[Provided information]:
Content starts

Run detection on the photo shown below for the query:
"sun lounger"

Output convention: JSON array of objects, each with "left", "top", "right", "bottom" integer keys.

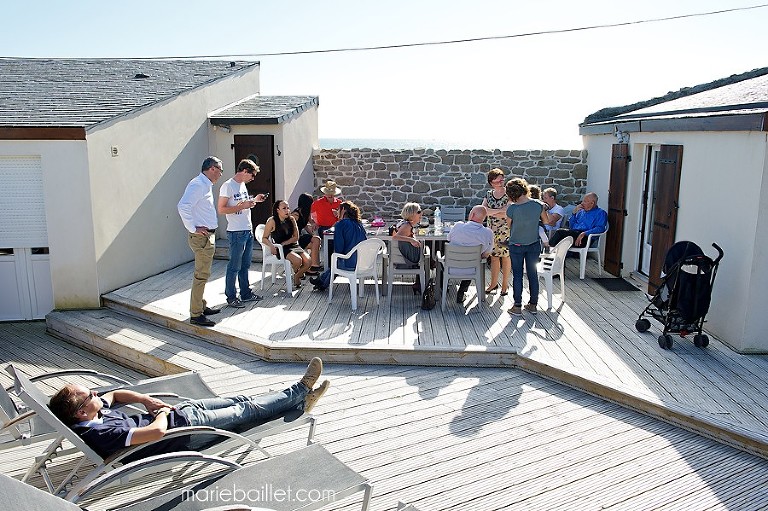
[
  {"left": 6, "top": 364, "right": 316, "bottom": 502},
  {"left": 1, "top": 381, "right": 58, "bottom": 450},
  {"left": 2, "top": 368, "right": 217, "bottom": 451},
  {"left": 2, "top": 472, "right": 82, "bottom": 511},
  {"left": 106, "top": 443, "right": 372, "bottom": 511},
  {"left": 1, "top": 443, "right": 372, "bottom": 511}
]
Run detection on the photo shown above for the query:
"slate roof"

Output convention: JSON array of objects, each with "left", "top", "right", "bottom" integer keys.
[
  {"left": 0, "top": 58, "right": 259, "bottom": 128},
  {"left": 209, "top": 95, "right": 319, "bottom": 125},
  {"left": 581, "top": 66, "right": 768, "bottom": 128}
]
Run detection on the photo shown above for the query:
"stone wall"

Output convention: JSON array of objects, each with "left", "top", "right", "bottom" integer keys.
[{"left": 312, "top": 148, "right": 587, "bottom": 218}]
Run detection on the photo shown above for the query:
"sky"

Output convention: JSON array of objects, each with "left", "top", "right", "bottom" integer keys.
[{"left": 2, "top": 1, "right": 767, "bottom": 149}]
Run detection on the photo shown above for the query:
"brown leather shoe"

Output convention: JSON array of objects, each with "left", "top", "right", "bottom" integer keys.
[
  {"left": 300, "top": 357, "right": 323, "bottom": 389},
  {"left": 304, "top": 380, "right": 330, "bottom": 413}
]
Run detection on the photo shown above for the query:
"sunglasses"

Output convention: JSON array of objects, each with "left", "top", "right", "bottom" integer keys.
[{"left": 76, "top": 390, "right": 97, "bottom": 412}]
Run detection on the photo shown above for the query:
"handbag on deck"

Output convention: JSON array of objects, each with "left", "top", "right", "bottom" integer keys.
[{"left": 421, "top": 278, "right": 436, "bottom": 310}]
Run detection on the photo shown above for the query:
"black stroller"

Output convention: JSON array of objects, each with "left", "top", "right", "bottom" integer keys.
[{"left": 635, "top": 241, "right": 724, "bottom": 350}]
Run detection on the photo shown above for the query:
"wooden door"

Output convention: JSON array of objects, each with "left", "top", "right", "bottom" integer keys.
[
  {"left": 233, "top": 135, "right": 275, "bottom": 228},
  {"left": 647, "top": 144, "right": 683, "bottom": 292},
  {"left": 604, "top": 144, "right": 629, "bottom": 276}
]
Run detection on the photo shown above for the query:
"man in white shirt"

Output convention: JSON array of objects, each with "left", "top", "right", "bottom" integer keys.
[
  {"left": 446, "top": 205, "right": 494, "bottom": 303},
  {"left": 217, "top": 159, "right": 267, "bottom": 308},
  {"left": 177, "top": 157, "right": 224, "bottom": 326},
  {"left": 542, "top": 187, "right": 565, "bottom": 248}
]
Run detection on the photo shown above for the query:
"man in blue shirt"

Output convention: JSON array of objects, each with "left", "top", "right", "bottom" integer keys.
[
  {"left": 49, "top": 358, "right": 329, "bottom": 460},
  {"left": 547, "top": 192, "right": 608, "bottom": 248},
  {"left": 446, "top": 205, "right": 494, "bottom": 303}
]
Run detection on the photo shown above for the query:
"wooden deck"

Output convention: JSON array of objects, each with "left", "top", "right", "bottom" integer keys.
[
  {"left": 3, "top": 321, "right": 768, "bottom": 510},
  {"left": 84, "top": 257, "right": 768, "bottom": 455}
]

Content ends

[Instructions for the task]: From the first line to the last, print the records exactly; leave out the pictures.

[Finished task]:
Run detection on the photo shown below for the query:
"sun lounger"

Output convention: JSON array of objects, each with "left", "top", "right", "bottom" integer keys.

[
  {"left": 6, "top": 364, "right": 316, "bottom": 502},
  {"left": 1, "top": 381, "right": 58, "bottom": 450},
  {"left": 2, "top": 368, "right": 217, "bottom": 451},
  {"left": 2, "top": 472, "right": 82, "bottom": 511},
  {"left": 106, "top": 443, "right": 372, "bottom": 511},
  {"left": 1, "top": 443, "right": 372, "bottom": 511}
]
Run detection on the photo shown above for the query:
"slate roof"

Output convention: JSON array of objects, each with "left", "top", "right", "bottom" integer keys.
[
  {"left": 0, "top": 58, "right": 259, "bottom": 128},
  {"left": 209, "top": 95, "right": 319, "bottom": 125},
  {"left": 581, "top": 66, "right": 768, "bottom": 128}
]
Run detection on the photo shown above for the query:
"stone wall"

Output convention: JSON array of objects, each with "left", "top", "right", "bottom" integer keys.
[{"left": 312, "top": 148, "right": 587, "bottom": 218}]
Run detection on the photo shown above for the query:
"sky"

Output convention: JSON array of objects, each with "left", "top", "right", "bottom" integer keys.
[{"left": 2, "top": 1, "right": 767, "bottom": 149}]
Run detection on the photo shown above for the query:
"brown leather shoe"

Output convention: JSON array of objects, each with "left", "top", "right", "bottom" integer keys.
[
  {"left": 300, "top": 357, "right": 323, "bottom": 389},
  {"left": 304, "top": 380, "right": 330, "bottom": 413}
]
Run detection on the photo shown above for the query:
"sunglasses"

Output convention: JSON array of objects, each with "left", "top", "right", "bottom" integer keys.
[{"left": 76, "top": 390, "right": 97, "bottom": 412}]
Run detection on the photo shown above for the query:
"handbag on deck"

Output convention: JSON array of objects, each with "left", "top", "right", "bottom" integer keys.
[{"left": 421, "top": 278, "right": 436, "bottom": 310}]
Run detection on the photo shown above for the query:
"black stroller"

Output convention: JSON array of objects, each with "left", "top", "right", "bottom" integer keys.
[{"left": 635, "top": 241, "right": 724, "bottom": 350}]
Run detection on the photo shown above for the query:
"wooden door"

Output convention: JSON array of objects, each with "left", "top", "right", "bottom" integer keys.
[
  {"left": 233, "top": 135, "right": 275, "bottom": 228},
  {"left": 647, "top": 144, "right": 683, "bottom": 292},
  {"left": 604, "top": 144, "right": 629, "bottom": 276}
]
Run detection on the photo shown above for the query:
"man in white shirt"

Output convention: JSON array of objects, each with "left", "top", "right", "bottom" integer keys.
[
  {"left": 446, "top": 205, "right": 494, "bottom": 303},
  {"left": 217, "top": 159, "right": 267, "bottom": 308},
  {"left": 177, "top": 157, "right": 224, "bottom": 326},
  {"left": 542, "top": 187, "right": 565, "bottom": 248}
]
Run detection on the photo shown above for the query:
"man in blue shirt"

Output convention: JSON array of objects, each with "left", "top", "right", "bottom" integer keys.
[
  {"left": 49, "top": 358, "right": 329, "bottom": 460},
  {"left": 547, "top": 192, "right": 608, "bottom": 248},
  {"left": 446, "top": 205, "right": 494, "bottom": 303}
]
Run detection on the photo shown above for the query:
"wooden deck"

Output convention: JSON array of objects, each with "left", "top", "right", "bottom" integer keys.
[
  {"left": 3, "top": 321, "right": 768, "bottom": 510},
  {"left": 84, "top": 257, "right": 768, "bottom": 455}
]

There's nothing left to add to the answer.